Request: Rewrite the lines below with "put a point on" changed to "place a marker on" and nothing else altered, leaving the pictures out of your version.

─── Dataset rows ───

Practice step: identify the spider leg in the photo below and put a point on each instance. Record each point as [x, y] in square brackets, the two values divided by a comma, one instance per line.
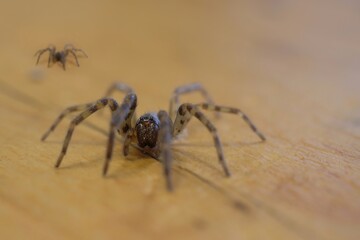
[71, 47]
[42, 51]
[64, 113]
[123, 88]
[72, 53]
[184, 114]
[121, 121]
[236, 111]
[165, 139]
[82, 116]
[174, 100]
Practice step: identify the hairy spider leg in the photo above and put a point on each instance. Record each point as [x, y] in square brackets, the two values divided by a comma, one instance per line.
[123, 88]
[42, 51]
[236, 111]
[122, 122]
[164, 141]
[64, 113]
[174, 100]
[118, 86]
[82, 116]
[71, 47]
[66, 52]
[185, 112]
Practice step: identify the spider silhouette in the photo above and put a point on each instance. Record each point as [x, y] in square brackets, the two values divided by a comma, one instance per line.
[60, 56]
[152, 132]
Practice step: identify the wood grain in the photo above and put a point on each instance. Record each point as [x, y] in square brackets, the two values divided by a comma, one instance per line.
[293, 67]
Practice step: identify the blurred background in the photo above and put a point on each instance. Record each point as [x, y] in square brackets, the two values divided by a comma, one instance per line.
[292, 66]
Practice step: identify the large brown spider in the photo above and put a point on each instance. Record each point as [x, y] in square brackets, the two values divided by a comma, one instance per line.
[153, 132]
[60, 56]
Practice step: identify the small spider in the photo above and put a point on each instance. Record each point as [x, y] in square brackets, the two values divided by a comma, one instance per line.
[60, 56]
[152, 132]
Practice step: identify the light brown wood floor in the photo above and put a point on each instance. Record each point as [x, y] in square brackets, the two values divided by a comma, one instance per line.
[292, 67]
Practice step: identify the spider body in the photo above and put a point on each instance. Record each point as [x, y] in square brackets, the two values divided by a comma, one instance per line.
[60, 56]
[147, 130]
[152, 132]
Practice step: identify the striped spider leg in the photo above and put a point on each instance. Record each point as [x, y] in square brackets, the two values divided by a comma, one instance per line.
[189, 88]
[52, 51]
[121, 121]
[69, 48]
[186, 111]
[60, 56]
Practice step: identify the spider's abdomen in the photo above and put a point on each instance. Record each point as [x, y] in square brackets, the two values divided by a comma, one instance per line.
[147, 128]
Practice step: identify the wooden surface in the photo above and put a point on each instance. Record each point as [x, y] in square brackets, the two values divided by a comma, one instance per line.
[292, 66]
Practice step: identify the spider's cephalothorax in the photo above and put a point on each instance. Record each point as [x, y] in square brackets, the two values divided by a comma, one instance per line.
[147, 130]
[153, 132]
[60, 56]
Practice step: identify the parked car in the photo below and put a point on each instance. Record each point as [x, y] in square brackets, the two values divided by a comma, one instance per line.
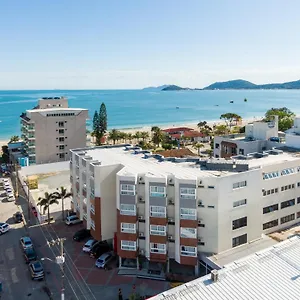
[4, 227]
[81, 235]
[98, 249]
[73, 220]
[26, 242]
[18, 217]
[88, 245]
[102, 261]
[36, 270]
[30, 255]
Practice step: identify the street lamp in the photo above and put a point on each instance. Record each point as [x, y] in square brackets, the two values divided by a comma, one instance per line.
[59, 260]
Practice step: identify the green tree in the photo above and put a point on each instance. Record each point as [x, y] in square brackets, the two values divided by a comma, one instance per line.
[46, 202]
[14, 138]
[102, 119]
[230, 119]
[198, 146]
[114, 135]
[157, 135]
[62, 194]
[285, 117]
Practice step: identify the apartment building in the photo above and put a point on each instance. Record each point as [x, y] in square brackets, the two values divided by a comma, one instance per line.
[51, 129]
[259, 136]
[175, 208]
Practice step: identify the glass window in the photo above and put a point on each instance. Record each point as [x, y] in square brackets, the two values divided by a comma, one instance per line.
[128, 245]
[188, 251]
[158, 248]
[158, 230]
[239, 240]
[128, 227]
[239, 223]
[239, 203]
[128, 189]
[188, 232]
[187, 193]
[158, 211]
[157, 191]
[128, 209]
[188, 214]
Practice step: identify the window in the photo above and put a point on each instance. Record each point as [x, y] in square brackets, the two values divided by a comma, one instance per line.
[188, 232]
[240, 184]
[287, 219]
[92, 208]
[287, 203]
[158, 211]
[128, 245]
[157, 191]
[287, 171]
[93, 224]
[158, 248]
[239, 203]
[128, 227]
[188, 251]
[188, 214]
[158, 230]
[239, 223]
[270, 208]
[271, 175]
[239, 240]
[187, 193]
[270, 224]
[127, 189]
[128, 209]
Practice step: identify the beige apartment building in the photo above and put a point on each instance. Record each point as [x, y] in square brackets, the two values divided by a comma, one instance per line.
[182, 208]
[51, 129]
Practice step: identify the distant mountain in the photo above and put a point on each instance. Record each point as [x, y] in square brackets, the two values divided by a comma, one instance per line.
[240, 84]
[155, 88]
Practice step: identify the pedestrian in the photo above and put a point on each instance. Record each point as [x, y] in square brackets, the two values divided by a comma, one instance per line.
[120, 295]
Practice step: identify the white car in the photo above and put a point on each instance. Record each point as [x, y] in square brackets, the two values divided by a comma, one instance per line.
[88, 245]
[4, 227]
[73, 220]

───

Exercise output:
Practice step: identify the spider leg in the photo below and place a marker on each instance. Record each point as [x, y] in square brackets, the two values divided by a comma, one instance per line.
[71, 47]
[42, 51]
[64, 113]
[123, 88]
[72, 53]
[184, 114]
[121, 121]
[236, 111]
[165, 139]
[82, 116]
[174, 100]
Practice step: identify the hairy spider leg in the photo above and place a marker on each instance. Record each point as [x, y] in square brackets, the two values divided by a comma, one instance per line.
[123, 88]
[42, 51]
[236, 111]
[122, 122]
[164, 141]
[64, 113]
[174, 100]
[118, 86]
[82, 116]
[71, 47]
[66, 52]
[185, 112]
Practice step: identify the spider silhouette in the photo above and place a marker on each instance. Record each point as [x, y] in square brackets, the two values divided by a comma, one instance per line.
[60, 56]
[152, 132]
Practice step: identify the wood grain in the photo above and place a marker on each instance. Record each point as [x, y] in square brackets, the two values divided by a comma, one instance per line.
[293, 67]
Practice step: identify the blurred background in the photo above and place a marker on each instance. Record each point as [x, y] in square brackets, the two values divided by a comma, one instance per line.
[292, 66]
Practice step: identify the large brown spider in the photo above and place a marker on each instance. Record each point as [x, y] in square brackets, the two values divided by a comma, one instance per line.
[153, 132]
[60, 56]
Practice step: identify the small spider in the photo above and place a marker on each instance. Record each point as [x, y] in square brackets, the two values divided by a comma, one instance per line.
[60, 56]
[152, 132]
Practice step: identify the light brown wood floor in the photo above and place a marker on each instance. Record each point as [x, y] in square brackets, the two values divided by a comma, one instance per line.
[292, 67]
Practice step: identify the spider body in the photo above and place a marker on each instance. Record each point as [x, y] in square brackets, the two values divided by a comma, one instance per line.
[60, 56]
[147, 130]
[152, 132]
Practice step: identify the striped spider leg in the photo above and place a marker on each instance. Record each point as [x, y] in square brackets, the two values divided by a comma, one instance per line.
[189, 88]
[52, 51]
[121, 121]
[69, 48]
[186, 111]
[60, 56]
Practice step: identify the spider's abdomen in the photo above and place a marker on each instance. Record each point as [x, y] in square brackets, the two values divided by a comma, one instance per line.
[147, 128]
Practice step: identify the wooden surface in the photo above and place a marker on each instance. Record each point as [x, y] in square brackets, the two values divided by a comma, one instance per line.
[292, 66]
Practice step: identify the spider's cephalothorax in the photo above and place a marker on each instance. Record each point as [x, y] in square brackets, the two values divided by a comma, one instance per line.
[147, 130]
[153, 132]
[60, 56]
Practice step: identify the parked car in the photo below and place a marker on each instance. Record each point as [x, y] in square brackets, the two values divided by a comma, one instance per line.
[4, 227]
[81, 235]
[98, 249]
[73, 220]
[26, 242]
[18, 217]
[88, 245]
[102, 261]
[36, 270]
[30, 255]
Practice step: identify the street lamp in the photo above and place a marker on each instance. Record each point as [x, y] in square brackets, the two values divided by a comma, one instance per line.
[59, 260]
Practice step: identify the green tree in the photo above and place a marker on each instance. Record each point as [x, y] in square brackets, the two values divided by a comma, one instance per line.
[46, 202]
[14, 138]
[102, 119]
[230, 119]
[198, 146]
[114, 135]
[157, 135]
[62, 194]
[285, 117]
Practice step: identify the apartment building in the photo above and place a marker on each instance. Record each point as [x, y] in square brackets, the two values divided by a comma, one instance per line.
[51, 129]
[259, 136]
[175, 208]
Practice step: identify the glass window in the photo above and place a marker on each instance. Record each point as [x, y] in square brackets, the two values divided by a comma, one instance per line.
[128, 245]
[188, 251]
[158, 248]
[158, 230]
[239, 240]
[128, 227]
[239, 223]
[239, 203]
[128, 189]
[188, 232]
[187, 193]
[158, 211]
[157, 191]
[128, 209]
[188, 214]
Practice step: identify the window in the photo above and place a marker on each instance. Record each point as [x, y] in square brackets, the two values divided by a comma, one instance per line.
[188, 232]
[240, 184]
[287, 219]
[92, 208]
[287, 203]
[158, 211]
[128, 245]
[157, 191]
[287, 171]
[93, 224]
[158, 248]
[239, 203]
[128, 227]
[188, 251]
[188, 214]
[158, 230]
[239, 223]
[270, 208]
[271, 175]
[239, 240]
[187, 193]
[270, 224]
[127, 189]
[128, 209]
Practice step: identify the beige apartment building in the photo above and place a marker on each instance. Record each point as [x, y] in square brackets, the two values divided by a comma, one instance per line.
[182, 208]
[51, 129]
Practice step: identify the distant mountain in the photo above and place a marker on each instance. Record each point as [x, y] in square brackets, the two values divided by a comma, one instance per line.
[240, 84]
[155, 88]
Practice step: identify the pedestrian in the photo above and place a marker on each instance. Record each point as [x, y] in square brackets, the two values divided by a comma, one instance per line.
[120, 295]
Practice step: identify the white car in the photo above and place a marker on each instance. Record each point as [x, y] in square brackets, the two values divided by a comma, one instance per line.
[88, 245]
[4, 227]
[73, 220]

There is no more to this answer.